_Written request_:
Convert all of the material below into a two-column CSV headed instruction and response, with one row for each instruction and its answer. Wrap every field in double quotes and replace any line breaks inside a field with spaces.

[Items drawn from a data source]

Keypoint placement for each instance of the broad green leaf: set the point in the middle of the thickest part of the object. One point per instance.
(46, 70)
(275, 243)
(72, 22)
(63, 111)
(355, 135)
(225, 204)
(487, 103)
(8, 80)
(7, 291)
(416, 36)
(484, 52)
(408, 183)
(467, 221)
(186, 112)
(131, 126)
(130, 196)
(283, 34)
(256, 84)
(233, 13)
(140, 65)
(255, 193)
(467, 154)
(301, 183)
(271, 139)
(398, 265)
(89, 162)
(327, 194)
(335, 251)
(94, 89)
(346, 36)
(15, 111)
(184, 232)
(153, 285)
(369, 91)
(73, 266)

_Task output_:
instruction,response
"Keypoint placement for each instance of the broad green leaf: set the point in the middle of the thickest part of the object. One point per instance.","(46, 70) (275, 243) (72, 22) (63, 111) (355, 135) (225, 204) (487, 103) (8, 80) (7, 291) (416, 36) (484, 52) (408, 183) (467, 221) (186, 112) (131, 126) (130, 196) (283, 34) (256, 84) (233, 13) (140, 65) (255, 193) (467, 154) (301, 183) (271, 139) (398, 265) (89, 162) (327, 194) (335, 251) (94, 89) (346, 36) (15, 111) (184, 232) (153, 285) (369, 91) (73, 266)"